Instruction ->
Return the material below verbatim, leaving out the pictures.

=-=-=

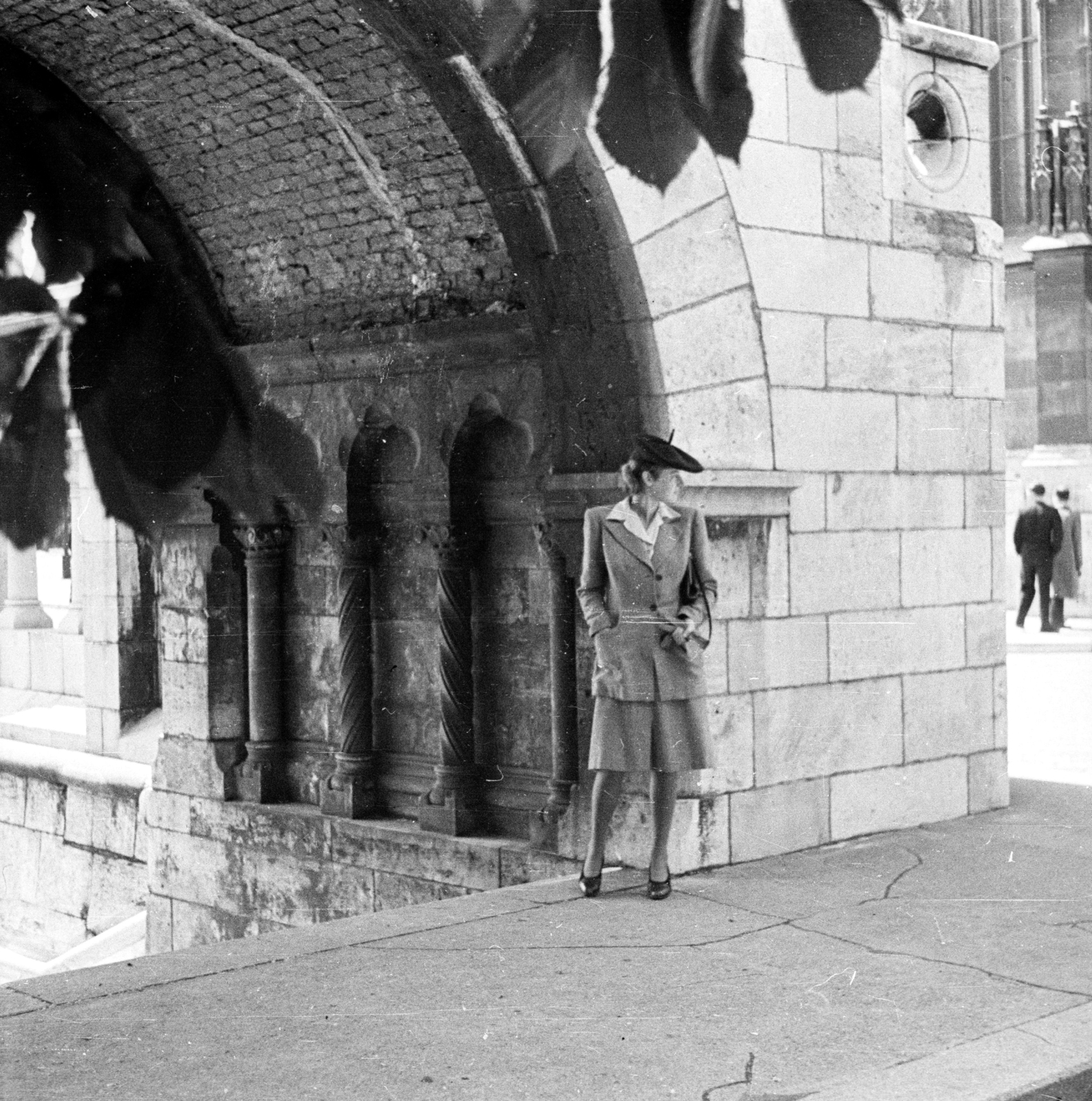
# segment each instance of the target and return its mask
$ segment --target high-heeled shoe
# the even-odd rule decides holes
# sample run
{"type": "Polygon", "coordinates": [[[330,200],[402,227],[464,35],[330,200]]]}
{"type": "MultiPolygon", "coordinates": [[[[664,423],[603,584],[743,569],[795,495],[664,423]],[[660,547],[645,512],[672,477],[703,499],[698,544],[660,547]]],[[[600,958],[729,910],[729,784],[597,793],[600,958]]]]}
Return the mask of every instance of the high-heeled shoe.
{"type": "Polygon", "coordinates": [[[659,902],[671,893],[671,873],[667,873],[666,880],[654,880],[648,876],[648,897],[659,902]]]}
{"type": "Polygon", "coordinates": [[[583,864],[580,865],[580,879],[577,880],[577,886],[580,887],[580,894],[585,898],[594,898],[599,894],[599,889],[603,885],[603,870],[600,868],[598,875],[585,875],[583,864]]]}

=-=-=

The solution ->
# segment each instance of the target and return its mask
$ segment --target high-heeled shoe
# the even-odd rule decides holes
# sample run
{"type": "Polygon", "coordinates": [[[330,200],[402,227],[464,35],[330,200]]]}
{"type": "MultiPolygon", "coordinates": [[[[664,423],[603,584],[743,569],[795,495],[664,423]],[[660,547],[645,512],[672,477],[703,499],[698,544],[660,547]]],[[[600,958],[729,910],[729,784],[597,793],[600,958]]]]}
Return the mask of every instance of the high-heeled shoe.
{"type": "Polygon", "coordinates": [[[659,902],[671,893],[671,873],[667,873],[666,880],[654,880],[648,876],[648,897],[659,902]]]}
{"type": "Polygon", "coordinates": [[[583,864],[580,865],[580,879],[577,880],[577,886],[580,887],[580,894],[585,898],[594,898],[599,894],[599,889],[603,885],[603,870],[600,868],[598,875],[585,875],[583,864]]]}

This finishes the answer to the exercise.